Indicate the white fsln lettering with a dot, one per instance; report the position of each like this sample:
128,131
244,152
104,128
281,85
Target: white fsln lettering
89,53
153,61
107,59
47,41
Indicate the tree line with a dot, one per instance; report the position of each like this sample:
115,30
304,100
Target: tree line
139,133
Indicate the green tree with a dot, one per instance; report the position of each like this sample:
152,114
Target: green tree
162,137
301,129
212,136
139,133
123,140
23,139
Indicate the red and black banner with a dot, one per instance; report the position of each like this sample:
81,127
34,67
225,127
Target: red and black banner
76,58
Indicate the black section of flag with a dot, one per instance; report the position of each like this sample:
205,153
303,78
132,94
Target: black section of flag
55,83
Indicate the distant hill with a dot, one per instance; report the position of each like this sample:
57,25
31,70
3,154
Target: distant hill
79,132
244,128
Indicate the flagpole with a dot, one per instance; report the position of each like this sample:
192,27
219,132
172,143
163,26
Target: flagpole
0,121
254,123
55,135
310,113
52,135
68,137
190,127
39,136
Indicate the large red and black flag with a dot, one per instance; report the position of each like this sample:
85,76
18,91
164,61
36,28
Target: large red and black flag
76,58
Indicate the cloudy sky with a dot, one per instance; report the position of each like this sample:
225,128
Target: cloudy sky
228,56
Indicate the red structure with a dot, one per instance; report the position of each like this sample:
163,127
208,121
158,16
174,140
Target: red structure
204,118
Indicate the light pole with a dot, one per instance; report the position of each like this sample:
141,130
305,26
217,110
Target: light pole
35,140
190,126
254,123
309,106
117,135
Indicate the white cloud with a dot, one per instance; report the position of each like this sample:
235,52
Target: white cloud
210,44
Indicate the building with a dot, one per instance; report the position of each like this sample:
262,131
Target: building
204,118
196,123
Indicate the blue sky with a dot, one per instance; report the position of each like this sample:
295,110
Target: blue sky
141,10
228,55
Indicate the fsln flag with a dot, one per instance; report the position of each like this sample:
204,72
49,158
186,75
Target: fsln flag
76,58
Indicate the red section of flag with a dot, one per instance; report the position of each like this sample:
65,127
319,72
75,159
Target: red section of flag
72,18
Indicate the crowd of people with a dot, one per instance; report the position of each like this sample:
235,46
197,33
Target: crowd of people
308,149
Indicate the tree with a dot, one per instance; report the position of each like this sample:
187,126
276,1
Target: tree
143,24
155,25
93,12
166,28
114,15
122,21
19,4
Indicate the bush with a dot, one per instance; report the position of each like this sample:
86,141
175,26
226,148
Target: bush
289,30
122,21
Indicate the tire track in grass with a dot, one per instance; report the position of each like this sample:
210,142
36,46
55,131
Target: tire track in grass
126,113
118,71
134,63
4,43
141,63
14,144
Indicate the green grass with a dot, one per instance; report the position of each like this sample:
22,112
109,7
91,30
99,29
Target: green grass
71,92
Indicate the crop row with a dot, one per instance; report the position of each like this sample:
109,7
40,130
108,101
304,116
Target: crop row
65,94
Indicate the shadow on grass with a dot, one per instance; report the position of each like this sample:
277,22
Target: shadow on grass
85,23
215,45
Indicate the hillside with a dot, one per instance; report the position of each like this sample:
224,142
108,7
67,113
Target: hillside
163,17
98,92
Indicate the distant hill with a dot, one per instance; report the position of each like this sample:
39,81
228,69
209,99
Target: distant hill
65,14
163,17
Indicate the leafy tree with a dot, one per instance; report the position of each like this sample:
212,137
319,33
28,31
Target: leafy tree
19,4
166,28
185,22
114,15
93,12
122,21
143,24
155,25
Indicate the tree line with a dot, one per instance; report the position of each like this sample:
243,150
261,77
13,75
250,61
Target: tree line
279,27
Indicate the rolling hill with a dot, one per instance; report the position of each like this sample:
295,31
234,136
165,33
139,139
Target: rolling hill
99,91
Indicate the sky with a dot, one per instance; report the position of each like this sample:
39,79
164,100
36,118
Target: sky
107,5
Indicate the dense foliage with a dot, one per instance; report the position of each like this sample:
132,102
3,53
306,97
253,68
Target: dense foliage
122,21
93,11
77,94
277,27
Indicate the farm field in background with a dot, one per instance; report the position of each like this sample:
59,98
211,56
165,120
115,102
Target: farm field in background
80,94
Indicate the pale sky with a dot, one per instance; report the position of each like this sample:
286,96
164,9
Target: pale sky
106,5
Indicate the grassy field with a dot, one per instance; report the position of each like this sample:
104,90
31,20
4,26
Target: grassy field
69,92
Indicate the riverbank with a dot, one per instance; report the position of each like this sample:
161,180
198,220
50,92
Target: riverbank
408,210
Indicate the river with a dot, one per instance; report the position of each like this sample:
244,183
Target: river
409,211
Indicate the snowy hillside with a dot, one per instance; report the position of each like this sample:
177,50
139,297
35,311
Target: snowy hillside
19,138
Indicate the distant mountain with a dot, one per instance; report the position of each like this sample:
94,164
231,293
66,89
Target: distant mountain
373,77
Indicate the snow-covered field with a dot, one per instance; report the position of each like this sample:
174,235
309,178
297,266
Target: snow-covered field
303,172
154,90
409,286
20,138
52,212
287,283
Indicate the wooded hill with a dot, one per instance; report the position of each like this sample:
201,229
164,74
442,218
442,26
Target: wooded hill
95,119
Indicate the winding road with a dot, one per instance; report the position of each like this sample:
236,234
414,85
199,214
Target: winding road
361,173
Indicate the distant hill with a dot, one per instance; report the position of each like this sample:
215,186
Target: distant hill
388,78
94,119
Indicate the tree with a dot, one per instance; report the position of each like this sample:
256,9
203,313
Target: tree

> WHAT TO PRODUCE
Nothing may be left out or altered: reproduce the complete listing.

> ANSWER TO THIS EXERCISE
Indicate the white fsln lettering with a dot, one per instance; report the position of each like this sample:
128,131
244,152
104,128
281,85
Target: white fsln lettering
89,53
153,61
107,59
47,41
Indicate the tree line with a dot, one per instance; report the position of each like this sample:
115,30
304,100
Target: tree line
139,133
Indicate the green tree with a dot, one per instance; report the position of each like this sample:
152,114
Target: green tree
162,137
301,129
212,136
139,133
123,140
23,139
Indicate the red and black banner with a dot, one per instance; report the position of each like this sample:
81,127
34,67
225,127
Target: red and black banner
76,58
Indicate the black section of flag with a dot, one per instance; report the position of each like this sample:
205,153
303,78
132,94
Target: black section of flag
55,83
Indicate the distant hill with a dot, one per instance; report the position of each like this sample:
57,25
31,70
3,154
Target: distant hill
79,132
244,128
Indicate the flagpole with a dot, one per instance; report the position of each like this sample:
192,27
219,132
172,143
163,26
Target: flagpole
0,121
254,123
55,135
310,113
52,135
68,137
190,127
39,136
Indicate the large red and black flag with a dot, one per instance; report the position of each like this sample:
85,76
18,91
164,61
36,28
Target: large red and black flag
76,58
Indicate the cloudy sky with a dot, one per instance; report the position of each like this sample:
225,128
Target: cloudy sky
228,56
Indicate the red structure with a dot, one per instance; report the position of each like this sample:
163,127
208,121
158,16
174,140
Target: red structure
204,118
Indicate the light pole with a dot, one per instance; report the position of each like this sample:
141,130
305,26
217,110
Target: light pole
35,140
190,126
254,123
309,106
117,135
Indicate the white cloud with a dot, one per instance; report the position of each like this sample:
235,52
Target: white cloud
210,44
Indicate the building with a dot, one per instance; report the position of each like this sample:
262,131
Target: building
204,118
196,123
Indicate the blue sky with a dot, one per instance; report the position of each like this sample:
295,110
Target: blue sky
141,10
228,55
Indicate the fsln flag with a dot, one per instance; report the position of each like this sample:
204,72
49,158
186,75
Target: fsln flag
76,58
Indicate the red section of flag with a dot, one per instance; report the position of each like this sample:
65,127
319,72
75,159
Target: red section of flag
72,18
Indicate the crowd of people with a dot, one per instance; report the position of each like this sample:
235,46
197,33
Target: crowd of people
308,149
Indicate the tree with a dot, one per instance; report the position of each like this sample:
187,126
276,1
Target: tree
143,24
155,25
93,12
166,28
114,15
122,21
19,4
Indicate the bush with a dot, one per instance; report the position of each like this sample:
86,141
175,26
226,148
Target: bush
289,30
122,21
Indicate the tire track in grass with a dot, one per instance; report the position of each like this sample:
210,142
36,46
55,131
Target: tire track in grass
126,113
118,71
134,63
4,43
141,63
14,144
Indicate the green grass with a dot, one per instance; report the position of each like this sample:
22,112
109,7
91,30
99,29
Target: green grass
71,92
Indicate the crop row with a dot, one per instance; report the position of each like this sample:
109,7
40,130
108,101
304,116
Target: crop row
65,94
Indicate the shadow on grass with a dot, one per instance; report the position of each like this sample:
277,22
Target: shadow on grass
85,23
215,45
Indicate the hillside with a dot, one per instance; report the position of each like this sample:
224,142
108,7
67,113
Target: hillside
163,17
98,92
Indicate the distant hill with a dot, one per instance; report the position of each like this sample:
39,81
228,69
209,99
Target: distant hill
65,14
163,17
Indicate the leafy tree with a dot, one per instance; report the position of each like this sample:
212,137
319,33
28,31
Target: leafy tree
19,4
166,28
185,22
114,15
93,12
122,21
143,24
155,25
Indicate the tree line with a dot, one per instance; report the position of each like this sample:
243,150
261,77
13,75
250,61
Target: tree line
279,27
Indicate the rolling hill with a dot, one per instance; report the position of each like this sample:
295,31
234,136
165,33
139,139
Target: rolling hill
99,91
Indicate the sky with a dot, one per instance; report the position of each like this sample:
39,79
164,100
36,118
Target: sky
107,5
Indicate the dense foliage with a dot, one per instance; report the position of each like this sample:
132,102
3,53
306,97
253,68
Target: dense foliage
122,21
93,11
77,94
277,27
Indicate the farm field in background with a dot, one per instance; report the position of each like this sample:
59,98
211,56
165,120
115,102
Target: farm field in background
80,94
Indicate the pale sky with a dot, one per instance; report the position of each like this sample:
286,96
164,9
Target: pale sky
106,5
Indicate the grassy field with a dot, one per instance; report the position of each like this sample:
104,90
31,20
4,26
Target: grassy field
69,92
Indicate the riverbank with a dot, one per instance; report the position of each like this sample:
161,180
198,220
50,92
Target: riverbank
408,210
Indicate the river with a dot, one per instance; report the position of each like this sample:
244,183
Target: river
409,211
Indicate the snowy hillside with a dot, one per instance; report the position of each like this sample:
177,50
139,297
35,311
Target: snowy hillside
19,138
Indicate the distant mountain with a dot, one per instance; report the position of each like this sample:
94,164
231,293
66,89
Target: distant mountain
373,77
Indicate the snow-covered field with a dot, one per instance; report the position of each like this sample:
174,235
309,178
297,266
Target: snow-covered field
303,172
154,90
409,286
20,138
52,212
287,283
Indicate the wooded hill with a dot, one per instance; report the position of each like this sample:
201,229
164,74
442,218
442,26
Target: wooded hill
95,119
Indicate the winding road with a dot, one per instance; report the position of each like this sample:
236,234
414,85
199,214
Target: winding road
361,173
Indicate the distant hill with a dot, one per instance; report the position of each like this sample:
215,186
Target: distant hill
388,78
94,119
Indicate the tree with a dot, one per instance; report the position of each like this sample:
256,9
203,313
Target: tree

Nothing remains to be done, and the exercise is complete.